# Exercise prompt
Shift every x and y coordinate in the points by adding 123, and write out the rows with the requests left unchanged, from the start of the rows through the line containing "x=350, y=208", both ends included. Cover only those lines, and leave the pictures out of the answer.

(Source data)
------------------------------------------------------------

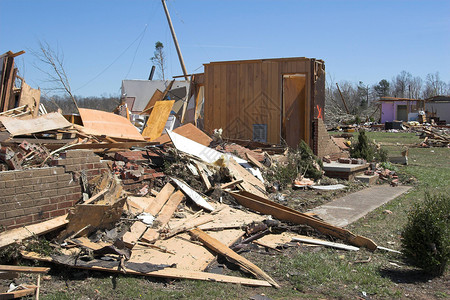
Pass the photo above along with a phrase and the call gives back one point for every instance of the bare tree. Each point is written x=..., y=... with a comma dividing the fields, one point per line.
x=400, y=84
x=434, y=86
x=52, y=64
x=159, y=59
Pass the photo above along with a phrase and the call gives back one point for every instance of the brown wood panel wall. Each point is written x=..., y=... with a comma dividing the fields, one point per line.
x=242, y=93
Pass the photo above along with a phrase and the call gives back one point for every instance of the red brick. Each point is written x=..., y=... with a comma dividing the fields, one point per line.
x=7, y=222
x=93, y=172
x=8, y=191
x=57, y=213
x=58, y=199
x=41, y=202
x=24, y=174
x=57, y=171
x=14, y=213
x=24, y=220
x=65, y=204
x=26, y=189
x=49, y=207
x=75, y=197
x=7, y=175
x=42, y=172
x=41, y=216
x=24, y=204
x=65, y=191
x=73, y=168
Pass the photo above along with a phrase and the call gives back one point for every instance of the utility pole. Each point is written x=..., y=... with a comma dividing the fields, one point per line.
x=180, y=57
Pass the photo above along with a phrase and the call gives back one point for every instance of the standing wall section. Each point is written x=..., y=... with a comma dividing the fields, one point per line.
x=239, y=94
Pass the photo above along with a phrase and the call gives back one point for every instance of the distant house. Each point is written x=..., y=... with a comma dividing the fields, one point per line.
x=400, y=109
x=438, y=107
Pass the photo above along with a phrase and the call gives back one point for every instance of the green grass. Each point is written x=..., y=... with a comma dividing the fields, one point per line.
x=315, y=273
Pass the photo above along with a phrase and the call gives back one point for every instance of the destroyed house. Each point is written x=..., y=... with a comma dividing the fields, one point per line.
x=266, y=100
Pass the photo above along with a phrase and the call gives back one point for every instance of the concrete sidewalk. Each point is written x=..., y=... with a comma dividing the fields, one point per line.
x=350, y=208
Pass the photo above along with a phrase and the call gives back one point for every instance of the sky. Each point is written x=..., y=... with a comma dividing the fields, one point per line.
x=106, y=41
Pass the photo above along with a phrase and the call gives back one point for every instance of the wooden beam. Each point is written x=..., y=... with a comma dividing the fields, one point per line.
x=222, y=249
x=24, y=269
x=18, y=234
x=164, y=216
x=164, y=273
x=284, y=213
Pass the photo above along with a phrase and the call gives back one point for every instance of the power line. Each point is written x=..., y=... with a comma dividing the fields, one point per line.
x=105, y=69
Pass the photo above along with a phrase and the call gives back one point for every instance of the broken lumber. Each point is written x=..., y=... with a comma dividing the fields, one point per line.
x=23, y=269
x=18, y=234
x=164, y=216
x=196, y=197
x=325, y=243
x=285, y=213
x=157, y=119
x=222, y=249
x=165, y=273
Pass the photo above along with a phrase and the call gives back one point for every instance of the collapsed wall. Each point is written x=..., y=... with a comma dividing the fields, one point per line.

------------------------------------------------------------

# Problem solution
Pass the photo above along with a phrase and the call gives back one point for every instance of the bare tree. Each point is written x=..., y=... with a comma dividing the fields, one point per line.
x=523, y=207
x=557, y=209
x=175, y=187
x=282, y=182
Pass the photo above along with a phrase and the call gives back one point for every instance of the brown wood panel wall. Each point is written x=..., y=... with a comma dividing the fields, one point per line.
x=365, y=216
Pass the photo above along with a phrase and the call gives back one point for every instance of the red brick. Each point is written x=..., y=... with a comma dividing the fields, one point per line.
x=130, y=345
x=216, y=295
x=131, y=314
x=180, y=336
x=181, y=322
x=164, y=325
x=147, y=297
x=180, y=294
x=137, y=336
x=147, y=343
x=188, y=327
x=149, y=312
x=172, y=330
x=198, y=320
x=130, y=298
x=165, y=295
x=164, y=339
x=147, y=327
x=188, y=314
x=196, y=291
Pass the photo above along with a phrase and the call gives back one point for every instance of the utility pole. Each point is written x=..., y=... with a comma dividing the fields, one point per line.
x=303, y=180
Pass the photo above along with a phrase and the call gives back one point for every instance of the standing wall section. Each point is written x=..., y=... with a comma dividing the fields, one point per line.
x=362, y=217
Pass the photo above along with a phrase and the call gives back one point for every instance of the distant house. Each point is written x=..., y=... with a comma dividing the fields, one point per line.
x=523, y=232
x=561, y=230
Pass the photo above along with a phrase and the call gives back one point for every instance of the green grass. Each point is written x=..., y=... with a comma dividing the fields, one point per line.
x=438, y=396
Pass the photo above along with a phrase and the call gives back one point for every instance of the destroyed house. Each point is written x=..., y=... with a comma dividing the fields, one point per line.
x=389, y=223
Pass the photo above along with a phrase and the call gives back one point for every instance of the concrete sidewalk. Each point is written x=..., y=... with a comma dividing the fields, one point per line.
x=473, y=331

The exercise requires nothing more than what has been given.